What to do: Copy out every line of the data below that contains the word "white".

Source material:
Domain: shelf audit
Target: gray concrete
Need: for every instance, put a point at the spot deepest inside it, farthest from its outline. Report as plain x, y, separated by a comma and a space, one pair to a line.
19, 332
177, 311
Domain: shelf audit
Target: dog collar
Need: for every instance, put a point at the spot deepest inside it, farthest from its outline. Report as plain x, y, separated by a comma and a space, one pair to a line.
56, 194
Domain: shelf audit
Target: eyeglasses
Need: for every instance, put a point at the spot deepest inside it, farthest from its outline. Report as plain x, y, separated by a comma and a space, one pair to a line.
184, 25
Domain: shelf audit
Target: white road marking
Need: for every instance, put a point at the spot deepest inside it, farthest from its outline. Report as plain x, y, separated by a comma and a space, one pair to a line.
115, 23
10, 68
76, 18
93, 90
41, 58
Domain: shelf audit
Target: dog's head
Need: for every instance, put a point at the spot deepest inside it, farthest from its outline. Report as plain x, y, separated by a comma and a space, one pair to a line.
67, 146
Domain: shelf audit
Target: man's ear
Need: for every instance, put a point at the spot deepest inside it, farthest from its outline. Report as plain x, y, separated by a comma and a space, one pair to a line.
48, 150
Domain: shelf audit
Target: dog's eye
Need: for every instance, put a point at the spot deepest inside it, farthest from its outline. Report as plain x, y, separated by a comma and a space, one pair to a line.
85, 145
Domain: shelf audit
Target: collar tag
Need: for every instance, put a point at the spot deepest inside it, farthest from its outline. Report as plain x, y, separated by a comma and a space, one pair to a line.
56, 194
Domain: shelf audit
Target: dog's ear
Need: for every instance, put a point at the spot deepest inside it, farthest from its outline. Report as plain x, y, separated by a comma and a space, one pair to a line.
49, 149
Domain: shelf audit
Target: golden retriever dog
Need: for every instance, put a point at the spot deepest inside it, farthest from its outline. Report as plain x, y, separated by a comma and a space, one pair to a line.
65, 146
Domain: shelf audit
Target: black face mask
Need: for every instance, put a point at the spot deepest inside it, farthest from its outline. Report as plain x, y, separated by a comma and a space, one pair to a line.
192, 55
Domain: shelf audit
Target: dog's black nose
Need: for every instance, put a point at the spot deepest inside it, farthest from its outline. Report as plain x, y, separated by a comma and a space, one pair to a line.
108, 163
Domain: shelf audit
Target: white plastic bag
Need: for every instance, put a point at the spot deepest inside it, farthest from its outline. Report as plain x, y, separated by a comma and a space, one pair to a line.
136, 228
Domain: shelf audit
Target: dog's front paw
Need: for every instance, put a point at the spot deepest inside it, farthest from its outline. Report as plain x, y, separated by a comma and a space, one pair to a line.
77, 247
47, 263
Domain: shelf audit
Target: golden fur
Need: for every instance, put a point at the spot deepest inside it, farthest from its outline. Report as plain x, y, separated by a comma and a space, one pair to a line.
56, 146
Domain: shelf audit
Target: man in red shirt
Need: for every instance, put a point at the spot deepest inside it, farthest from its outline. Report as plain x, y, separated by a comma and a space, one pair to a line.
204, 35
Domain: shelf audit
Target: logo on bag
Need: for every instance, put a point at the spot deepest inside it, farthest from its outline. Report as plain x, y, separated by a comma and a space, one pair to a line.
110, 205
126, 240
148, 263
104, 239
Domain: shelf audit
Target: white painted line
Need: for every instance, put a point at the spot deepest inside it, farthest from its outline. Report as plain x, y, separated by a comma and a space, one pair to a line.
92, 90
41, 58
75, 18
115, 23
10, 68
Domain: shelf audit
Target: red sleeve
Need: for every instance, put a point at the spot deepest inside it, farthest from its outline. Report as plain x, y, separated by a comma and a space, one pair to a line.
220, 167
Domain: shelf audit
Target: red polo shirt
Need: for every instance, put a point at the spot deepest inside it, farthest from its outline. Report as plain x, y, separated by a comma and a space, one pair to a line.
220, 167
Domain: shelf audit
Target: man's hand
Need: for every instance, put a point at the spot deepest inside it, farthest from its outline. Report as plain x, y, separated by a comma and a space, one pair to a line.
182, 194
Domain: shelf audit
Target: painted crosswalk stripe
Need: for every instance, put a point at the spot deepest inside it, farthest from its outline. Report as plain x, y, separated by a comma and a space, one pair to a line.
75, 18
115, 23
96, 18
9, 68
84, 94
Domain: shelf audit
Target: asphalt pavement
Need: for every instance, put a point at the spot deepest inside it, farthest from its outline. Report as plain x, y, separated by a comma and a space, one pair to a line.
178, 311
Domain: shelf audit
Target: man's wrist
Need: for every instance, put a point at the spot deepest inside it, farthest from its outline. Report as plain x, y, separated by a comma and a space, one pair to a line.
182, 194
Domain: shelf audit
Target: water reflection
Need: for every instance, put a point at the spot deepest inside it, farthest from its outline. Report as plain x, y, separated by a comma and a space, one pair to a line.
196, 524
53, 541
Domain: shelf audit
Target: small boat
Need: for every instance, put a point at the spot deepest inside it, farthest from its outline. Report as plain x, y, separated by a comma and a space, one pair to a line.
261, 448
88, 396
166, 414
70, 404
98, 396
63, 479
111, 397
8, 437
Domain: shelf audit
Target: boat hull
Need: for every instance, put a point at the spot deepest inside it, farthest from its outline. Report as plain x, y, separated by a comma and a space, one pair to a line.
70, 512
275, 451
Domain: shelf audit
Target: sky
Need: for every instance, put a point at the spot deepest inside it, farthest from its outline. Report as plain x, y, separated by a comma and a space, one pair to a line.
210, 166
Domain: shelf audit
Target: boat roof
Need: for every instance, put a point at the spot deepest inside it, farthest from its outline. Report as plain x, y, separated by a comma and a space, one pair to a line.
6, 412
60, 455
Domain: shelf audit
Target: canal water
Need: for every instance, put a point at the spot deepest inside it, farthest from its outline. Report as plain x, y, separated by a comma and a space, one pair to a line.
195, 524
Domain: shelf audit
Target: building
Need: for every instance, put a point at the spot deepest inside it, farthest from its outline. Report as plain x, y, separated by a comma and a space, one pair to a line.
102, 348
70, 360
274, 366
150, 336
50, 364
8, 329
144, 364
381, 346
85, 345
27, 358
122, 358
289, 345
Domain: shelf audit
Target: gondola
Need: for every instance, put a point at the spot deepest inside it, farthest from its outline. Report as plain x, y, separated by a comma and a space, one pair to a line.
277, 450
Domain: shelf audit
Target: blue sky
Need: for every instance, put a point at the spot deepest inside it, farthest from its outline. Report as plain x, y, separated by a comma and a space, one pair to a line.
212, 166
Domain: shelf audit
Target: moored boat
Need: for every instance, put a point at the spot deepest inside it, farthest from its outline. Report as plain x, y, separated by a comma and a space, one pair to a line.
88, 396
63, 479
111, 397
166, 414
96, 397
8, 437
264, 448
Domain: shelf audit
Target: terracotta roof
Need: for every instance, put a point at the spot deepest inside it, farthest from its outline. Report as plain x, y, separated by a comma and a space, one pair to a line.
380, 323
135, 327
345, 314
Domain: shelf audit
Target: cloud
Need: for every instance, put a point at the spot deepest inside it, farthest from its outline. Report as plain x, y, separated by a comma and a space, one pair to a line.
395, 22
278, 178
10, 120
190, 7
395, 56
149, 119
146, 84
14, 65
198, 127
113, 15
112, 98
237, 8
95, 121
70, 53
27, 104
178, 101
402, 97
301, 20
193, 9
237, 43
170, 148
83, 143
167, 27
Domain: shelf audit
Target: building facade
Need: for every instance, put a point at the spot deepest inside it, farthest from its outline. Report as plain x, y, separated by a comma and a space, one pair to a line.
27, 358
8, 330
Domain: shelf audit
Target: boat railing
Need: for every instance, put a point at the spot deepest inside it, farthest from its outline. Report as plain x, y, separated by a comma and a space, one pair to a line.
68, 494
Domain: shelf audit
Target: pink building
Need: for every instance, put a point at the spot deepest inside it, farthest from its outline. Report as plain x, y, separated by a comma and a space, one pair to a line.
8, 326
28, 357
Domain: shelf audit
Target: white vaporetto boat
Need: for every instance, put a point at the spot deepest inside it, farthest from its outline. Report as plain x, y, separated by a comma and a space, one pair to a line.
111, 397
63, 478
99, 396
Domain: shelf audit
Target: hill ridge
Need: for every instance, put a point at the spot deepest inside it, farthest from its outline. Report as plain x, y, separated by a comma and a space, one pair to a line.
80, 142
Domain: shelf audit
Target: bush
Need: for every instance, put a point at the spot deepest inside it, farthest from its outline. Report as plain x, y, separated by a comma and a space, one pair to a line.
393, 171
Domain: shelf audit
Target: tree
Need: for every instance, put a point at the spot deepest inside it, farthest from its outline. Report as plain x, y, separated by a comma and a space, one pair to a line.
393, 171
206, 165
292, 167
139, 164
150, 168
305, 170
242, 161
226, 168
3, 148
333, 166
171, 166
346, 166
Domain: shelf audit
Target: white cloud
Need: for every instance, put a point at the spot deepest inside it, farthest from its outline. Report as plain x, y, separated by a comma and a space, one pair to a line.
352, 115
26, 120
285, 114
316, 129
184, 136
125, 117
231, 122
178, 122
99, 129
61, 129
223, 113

Output below:
Target: white road marking
Target: white plastic bag
Target: white painted line
Target: white vaporetto boat
Target: white cloud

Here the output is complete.